### Goal of the exercise
Copy the part that opens with the line containing "# segment the cooked shrimp" and closes with the line containing "152], [296, 122]]]", both ends included, shifting every outline coordinate listed after each "Result —" by adding 7 and keeping all other numbers unchanged. Leave the pictures out of your copy.
__________
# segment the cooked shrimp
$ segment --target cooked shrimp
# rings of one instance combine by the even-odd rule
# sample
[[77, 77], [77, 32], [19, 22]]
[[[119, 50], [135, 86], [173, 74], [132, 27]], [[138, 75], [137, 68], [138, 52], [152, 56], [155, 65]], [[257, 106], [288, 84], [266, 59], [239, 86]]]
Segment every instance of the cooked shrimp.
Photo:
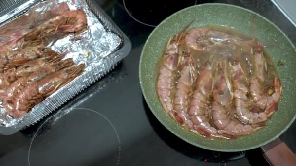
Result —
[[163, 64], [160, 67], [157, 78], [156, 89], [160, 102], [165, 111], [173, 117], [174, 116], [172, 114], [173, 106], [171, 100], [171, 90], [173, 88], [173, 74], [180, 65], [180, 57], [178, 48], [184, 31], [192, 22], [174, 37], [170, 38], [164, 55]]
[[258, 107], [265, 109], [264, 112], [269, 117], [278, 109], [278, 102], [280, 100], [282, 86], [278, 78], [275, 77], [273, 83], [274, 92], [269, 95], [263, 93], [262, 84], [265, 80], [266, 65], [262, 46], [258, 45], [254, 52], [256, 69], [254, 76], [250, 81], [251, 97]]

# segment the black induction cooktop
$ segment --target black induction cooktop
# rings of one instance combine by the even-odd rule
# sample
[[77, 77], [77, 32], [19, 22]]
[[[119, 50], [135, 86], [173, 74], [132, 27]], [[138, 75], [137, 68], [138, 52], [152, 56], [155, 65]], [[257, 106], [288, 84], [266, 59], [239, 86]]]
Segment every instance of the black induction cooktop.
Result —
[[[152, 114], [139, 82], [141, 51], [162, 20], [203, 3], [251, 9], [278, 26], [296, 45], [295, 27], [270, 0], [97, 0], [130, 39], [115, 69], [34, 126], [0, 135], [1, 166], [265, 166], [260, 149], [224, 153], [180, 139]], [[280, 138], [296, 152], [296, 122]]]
__________
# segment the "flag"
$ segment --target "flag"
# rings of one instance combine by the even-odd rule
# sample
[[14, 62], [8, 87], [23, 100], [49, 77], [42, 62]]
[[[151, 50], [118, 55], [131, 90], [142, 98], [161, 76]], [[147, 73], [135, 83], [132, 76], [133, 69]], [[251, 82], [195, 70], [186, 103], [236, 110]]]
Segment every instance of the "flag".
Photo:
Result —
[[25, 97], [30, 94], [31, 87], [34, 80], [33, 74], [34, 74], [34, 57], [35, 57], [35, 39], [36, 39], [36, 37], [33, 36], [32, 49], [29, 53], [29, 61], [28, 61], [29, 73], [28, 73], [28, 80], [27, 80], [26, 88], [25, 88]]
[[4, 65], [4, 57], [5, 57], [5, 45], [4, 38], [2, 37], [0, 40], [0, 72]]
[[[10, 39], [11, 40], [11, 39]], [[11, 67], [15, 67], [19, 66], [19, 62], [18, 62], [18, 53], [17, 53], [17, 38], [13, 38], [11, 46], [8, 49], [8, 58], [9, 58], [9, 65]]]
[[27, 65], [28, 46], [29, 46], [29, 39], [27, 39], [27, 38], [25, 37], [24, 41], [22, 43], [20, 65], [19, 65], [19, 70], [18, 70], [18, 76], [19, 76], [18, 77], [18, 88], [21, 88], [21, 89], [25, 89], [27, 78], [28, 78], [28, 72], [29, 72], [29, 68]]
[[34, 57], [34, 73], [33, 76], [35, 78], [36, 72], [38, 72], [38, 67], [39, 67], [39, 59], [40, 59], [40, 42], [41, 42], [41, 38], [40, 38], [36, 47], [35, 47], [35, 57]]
__________
### Reply
# segment the cooked shrimp
$ segment --target cooked shrimp
# rings of one instance combine by the even-odd rule
# sample
[[77, 77], [77, 32], [19, 22]]
[[[119, 50], [135, 86], [173, 74], [132, 27]], [[138, 75], [137, 68], [138, 52], [152, 56], [155, 65]], [[257, 106], [288, 84], [266, 59], [239, 86]]]
Segment every instance of the cooked shrimp.
Photo:
Result —
[[170, 71], [167, 74], [164, 85], [163, 96], [167, 109], [172, 118], [180, 124], [181, 123], [179, 121], [180, 113], [178, 107], [178, 97], [180, 95], [180, 81], [187, 72], [187, 64], [185, 55], [191, 38], [199, 29], [181, 44], [177, 45], [171, 62]]
[[265, 114], [272, 116], [271, 119], [276, 124], [285, 116], [285, 109], [287, 107], [289, 93], [285, 85], [282, 84], [280, 90], [281, 99], [276, 102], [270, 100], [269, 91], [272, 87], [273, 72], [269, 53], [265, 52], [261, 59], [263, 76], [261, 83], [257, 88], [258, 104]]

# segment the black induction cooktop
$ segment --target black induction cooktop
# rings of one instance combine by the even-odd rule
# sample
[[77, 77], [77, 32], [19, 22]]
[[[119, 50], [135, 86], [173, 74], [132, 27]], [[138, 75], [137, 68], [138, 52], [152, 56], [155, 65]], [[257, 106], [288, 84], [266, 59], [239, 86]]]
Segment every instance of the black induction cooktop.
Result —
[[[159, 121], [146, 89], [148, 58], [169, 27], [210, 10], [258, 16], [285, 33], [303, 52], [302, 34], [277, 7], [104, 7], [137, 46], [122, 76], [41, 133], [7, 142], [8, 173], [272, 173], [267, 156], [231, 160], [187, 146]], [[287, 145], [303, 159], [303, 129]]]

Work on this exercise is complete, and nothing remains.